━━━━━ Data
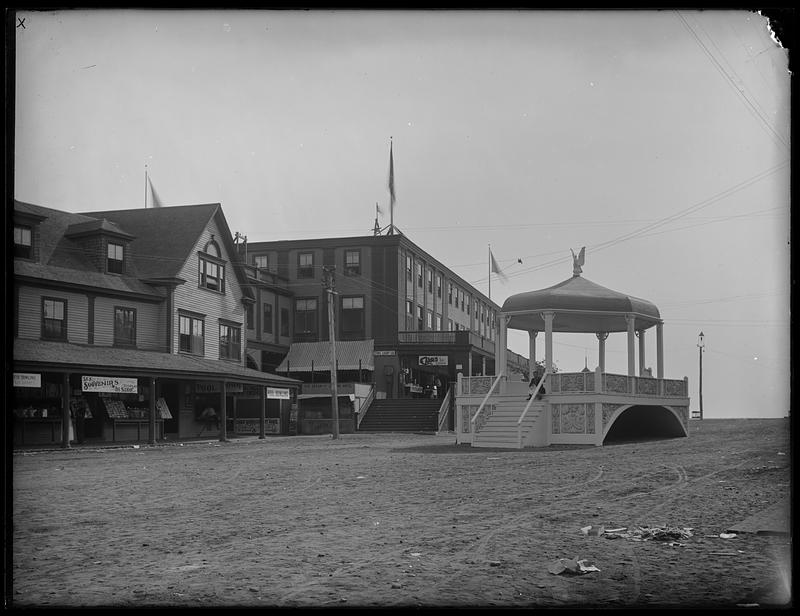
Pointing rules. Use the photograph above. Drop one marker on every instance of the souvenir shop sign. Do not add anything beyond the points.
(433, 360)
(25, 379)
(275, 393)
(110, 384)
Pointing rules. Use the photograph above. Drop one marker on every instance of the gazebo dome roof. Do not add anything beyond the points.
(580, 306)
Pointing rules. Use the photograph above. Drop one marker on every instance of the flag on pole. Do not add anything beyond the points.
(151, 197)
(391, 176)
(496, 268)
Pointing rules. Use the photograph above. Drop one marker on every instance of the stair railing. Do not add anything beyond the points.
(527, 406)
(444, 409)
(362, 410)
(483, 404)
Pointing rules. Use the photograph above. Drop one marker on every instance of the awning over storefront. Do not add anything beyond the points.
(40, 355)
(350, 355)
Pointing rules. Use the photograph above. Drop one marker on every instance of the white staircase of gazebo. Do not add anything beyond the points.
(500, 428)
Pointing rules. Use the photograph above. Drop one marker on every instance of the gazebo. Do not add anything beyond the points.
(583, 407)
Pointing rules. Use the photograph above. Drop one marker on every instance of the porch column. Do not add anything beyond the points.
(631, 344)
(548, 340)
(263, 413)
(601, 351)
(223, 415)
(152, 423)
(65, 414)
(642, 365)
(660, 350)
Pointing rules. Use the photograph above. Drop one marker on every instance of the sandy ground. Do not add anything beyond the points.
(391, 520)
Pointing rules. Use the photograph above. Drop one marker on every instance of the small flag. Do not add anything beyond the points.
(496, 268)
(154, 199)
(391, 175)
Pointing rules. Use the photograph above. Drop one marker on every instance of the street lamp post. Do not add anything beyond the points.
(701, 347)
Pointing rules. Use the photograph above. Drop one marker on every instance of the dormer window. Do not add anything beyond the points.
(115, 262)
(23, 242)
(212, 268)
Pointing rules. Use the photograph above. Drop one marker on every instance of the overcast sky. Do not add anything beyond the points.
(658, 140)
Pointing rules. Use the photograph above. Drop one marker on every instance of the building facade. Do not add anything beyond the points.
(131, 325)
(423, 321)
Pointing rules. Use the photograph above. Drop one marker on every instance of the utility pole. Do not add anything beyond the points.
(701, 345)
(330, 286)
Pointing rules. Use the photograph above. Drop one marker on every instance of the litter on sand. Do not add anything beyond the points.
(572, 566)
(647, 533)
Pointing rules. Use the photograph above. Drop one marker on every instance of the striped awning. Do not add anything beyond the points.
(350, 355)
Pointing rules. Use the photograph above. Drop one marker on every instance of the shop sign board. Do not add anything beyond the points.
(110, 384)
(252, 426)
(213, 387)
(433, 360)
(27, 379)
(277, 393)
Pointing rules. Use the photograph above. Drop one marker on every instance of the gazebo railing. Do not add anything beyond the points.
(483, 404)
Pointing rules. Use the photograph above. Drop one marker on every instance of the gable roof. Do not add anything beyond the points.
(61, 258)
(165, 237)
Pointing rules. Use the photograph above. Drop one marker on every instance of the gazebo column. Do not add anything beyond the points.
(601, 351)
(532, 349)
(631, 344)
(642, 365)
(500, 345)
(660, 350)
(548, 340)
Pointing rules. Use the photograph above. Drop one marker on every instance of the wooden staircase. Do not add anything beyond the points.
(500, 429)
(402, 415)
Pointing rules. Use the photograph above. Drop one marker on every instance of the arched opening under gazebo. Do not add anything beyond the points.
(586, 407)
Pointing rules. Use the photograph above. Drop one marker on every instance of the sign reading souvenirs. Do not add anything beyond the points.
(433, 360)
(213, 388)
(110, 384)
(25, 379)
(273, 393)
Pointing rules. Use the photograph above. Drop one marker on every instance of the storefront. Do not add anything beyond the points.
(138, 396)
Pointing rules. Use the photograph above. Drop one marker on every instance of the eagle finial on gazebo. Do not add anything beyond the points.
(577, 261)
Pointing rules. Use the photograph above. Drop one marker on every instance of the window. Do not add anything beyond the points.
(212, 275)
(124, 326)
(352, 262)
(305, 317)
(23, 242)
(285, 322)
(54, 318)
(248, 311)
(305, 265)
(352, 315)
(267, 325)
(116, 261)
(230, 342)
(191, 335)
━━━━━━━━━━
▶ Activity
Reproduce each line of the entries above from the one containing "the gazebo column." through the last, exactly, and no other line.

▶ Answer to the problem
Pointing rules. Use the photograph above. Drop one marker on every instance of the gazebo column. Do not add anything beyond the points.
(601, 351)
(532, 349)
(631, 344)
(642, 365)
(500, 345)
(660, 350)
(548, 340)
Pointing rules. Use the photograph above. Drop one marker on every instance of the wooden staircase. Do not add anything beyond the points.
(500, 429)
(402, 415)
Pointing rules. Use the photograph above. Drop one marker on every instance of the arched opening under gazebo. Do not add anything beyond the points.
(586, 407)
Pointing rules. Use the photograph above. Drop one marker on every instance of the sign reading souvenirs. Do not add anything beyond the points.
(433, 360)
(213, 388)
(110, 384)
(25, 379)
(273, 393)
Pointing rules. Use the photograph above. Drop one marker on every instance of the storefront. Do not add anything beyond the points.
(138, 396)
Pointing rules. Use the photograph above. Drop one marker on every instance of the eagle finial on gazebo. Do not add anything beyond the points.
(577, 261)
Pointing rules. Use the photograph above. Drop one marker on every instance of the window. Do not add anything beyond the points.
(212, 275)
(124, 326)
(352, 262)
(305, 317)
(23, 242)
(285, 322)
(54, 318)
(248, 311)
(305, 265)
(352, 315)
(267, 325)
(116, 261)
(230, 342)
(191, 335)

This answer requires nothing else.